BEGIN Records for this exercise

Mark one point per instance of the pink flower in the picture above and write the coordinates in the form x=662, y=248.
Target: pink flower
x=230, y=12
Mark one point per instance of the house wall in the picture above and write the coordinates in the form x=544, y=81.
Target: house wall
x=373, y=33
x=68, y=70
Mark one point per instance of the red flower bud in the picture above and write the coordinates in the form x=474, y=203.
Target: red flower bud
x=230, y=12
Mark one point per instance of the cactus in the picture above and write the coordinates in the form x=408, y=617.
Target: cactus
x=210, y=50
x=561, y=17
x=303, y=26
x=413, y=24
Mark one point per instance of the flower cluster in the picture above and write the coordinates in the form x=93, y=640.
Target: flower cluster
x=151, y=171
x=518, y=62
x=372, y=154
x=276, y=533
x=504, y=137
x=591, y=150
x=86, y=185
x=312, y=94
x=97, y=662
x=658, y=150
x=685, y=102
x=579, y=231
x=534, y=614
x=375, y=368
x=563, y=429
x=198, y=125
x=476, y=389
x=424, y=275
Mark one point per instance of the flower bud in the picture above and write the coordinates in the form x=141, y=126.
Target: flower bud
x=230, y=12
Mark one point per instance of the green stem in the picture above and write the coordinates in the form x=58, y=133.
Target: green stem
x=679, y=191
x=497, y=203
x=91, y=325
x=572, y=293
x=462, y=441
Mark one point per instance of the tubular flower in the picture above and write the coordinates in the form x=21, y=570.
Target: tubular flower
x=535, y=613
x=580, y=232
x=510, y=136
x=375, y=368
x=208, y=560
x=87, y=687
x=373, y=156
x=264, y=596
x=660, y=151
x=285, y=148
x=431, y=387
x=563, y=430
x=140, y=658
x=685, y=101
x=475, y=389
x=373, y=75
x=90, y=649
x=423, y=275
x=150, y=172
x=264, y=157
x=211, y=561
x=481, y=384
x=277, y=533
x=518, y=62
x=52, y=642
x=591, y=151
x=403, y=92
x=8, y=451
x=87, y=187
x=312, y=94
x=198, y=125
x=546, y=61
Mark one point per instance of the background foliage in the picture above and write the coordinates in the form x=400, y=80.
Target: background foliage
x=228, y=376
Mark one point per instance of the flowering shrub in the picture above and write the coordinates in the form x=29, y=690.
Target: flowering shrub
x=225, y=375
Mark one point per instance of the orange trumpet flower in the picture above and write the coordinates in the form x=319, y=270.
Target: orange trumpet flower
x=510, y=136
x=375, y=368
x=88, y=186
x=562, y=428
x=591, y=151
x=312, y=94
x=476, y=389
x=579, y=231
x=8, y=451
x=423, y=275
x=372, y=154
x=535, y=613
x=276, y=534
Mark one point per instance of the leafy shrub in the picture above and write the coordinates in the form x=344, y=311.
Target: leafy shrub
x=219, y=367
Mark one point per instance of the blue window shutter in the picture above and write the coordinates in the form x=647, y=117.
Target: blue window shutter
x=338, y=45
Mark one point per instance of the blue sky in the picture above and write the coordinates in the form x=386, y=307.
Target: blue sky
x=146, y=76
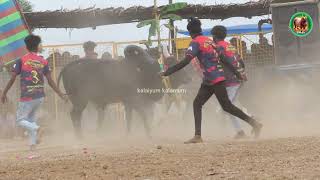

END Records for this exercise

Set down the material above as is, without any pictures.

Mark one point per instance of the pink flower in the picture above and write the coordinates in the form x=662, y=248.
Target: pink flower
x=230, y=12
Mark one point per instance of the house wall in the picture above and write the coordinates in the form x=544, y=81.
Target: house wall
x=373, y=33
x=68, y=70
Mark one point per instance of the red flower bud in the picture above and write the coordinates in the form x=474, y=203.
Target: red flower bud
x=230, y=12
Mark one point per instance of the cactus in the picture above and write the coordinates in the form x=408, y=617.
Target: cactus
x=210, y=50
x=561, y=17
x=303, y=26
x=413, y=24
Mark one point per instance of the flower cluster in the picture above and write the coordinates in the form x=93, y=640.
Target: flower cluster
x=151, y=171
x=518, y=62
x=372, y=154
x=276, y=533
x=504, y=137
x=591, y=150
x=86, y=185
x=312, y=94
x=97, y=662
x=658, y=150
x=685, y=102
x=579, y=231
x=534, y=614
x=375, y=368
x=563, y=429
x=198, y=125
x=476, y=389
x=424, y=275
Mark one point per instance of the flower bud in the picture above and write the coordinates in the form x=141, y=126.
Target: flower bud
x=230, y=12
Mark one point per instance of the green stem in the picture above and write the coordinates in the form x=58, y=133.
Target: green stem
x=679, y=191
x=497, y=203
x=91, y=325
x=572, y=293
x=462, y=441
Mark one point per instance of the tubular flower in the picture above and write the coordinates in the form x=21, y=570.
Target: tubular flower
x=535, y=613
x=580, y=232
x=510, y=136
x=375, y=368
x=208, y=560
x=87, y=687
x=373, y=156
x=264, y=596
x=660, y=151
x=285, y=148
x=431, y=387
x=563, y=430
x=140, y=658
x=685, y=101
x=475, y=389
x=373, y=75
x=90, y=649
x=423, y=275
x=150, y=172
x=264, y=157
x=211, y=561
x=481, y=384
x=277, y=533
x=518, y=62
x=52, y=642
x=591, y=151
x=403, y=92
x=8, y=451
x=87, y=187
x=312, y=94
x=198, y=125
x=546, y=61
Mark one point per instance of the background foliage in the picture above and write the coordinates in the form x=400, y=80.
Target: background foliage
x=228, y=376
Mark one point per instance of the flowering shrub in the picture above and write the coordinates in the form x=29, y=690.
Target: flowering shrub
x=225, y=375
Mark one point per instance of the orange trumpet flower in the picture above and write the coordinates in the form x=319, y=270.
Target: orange trumpet flower
x=510, y=136
x=375, y=368
x=88, y=186
x=562, y=428
x=591, y=151
x=312, y=94
x=476, y=389
x=579, y=231
x=8, y=451
x=423, y=275
x=372, y=154
x=535, y=613
x=276, y=534
Mark one point per instance of the leafy shrub in the picture above and write the coordinates in the form x=344, y=311.
Target: leafy shrub
x=219, y=367
Mark one point per instance of the blue window shutter in the picture above and write the coordinates in the form x=647, y=117.
Target: blue window shutter
x=338, y=45
Mark one point per instance of the blue sky in the picture above and write the coordinates in the form x=386, y=307.
Target: blue sky
x=146, y=76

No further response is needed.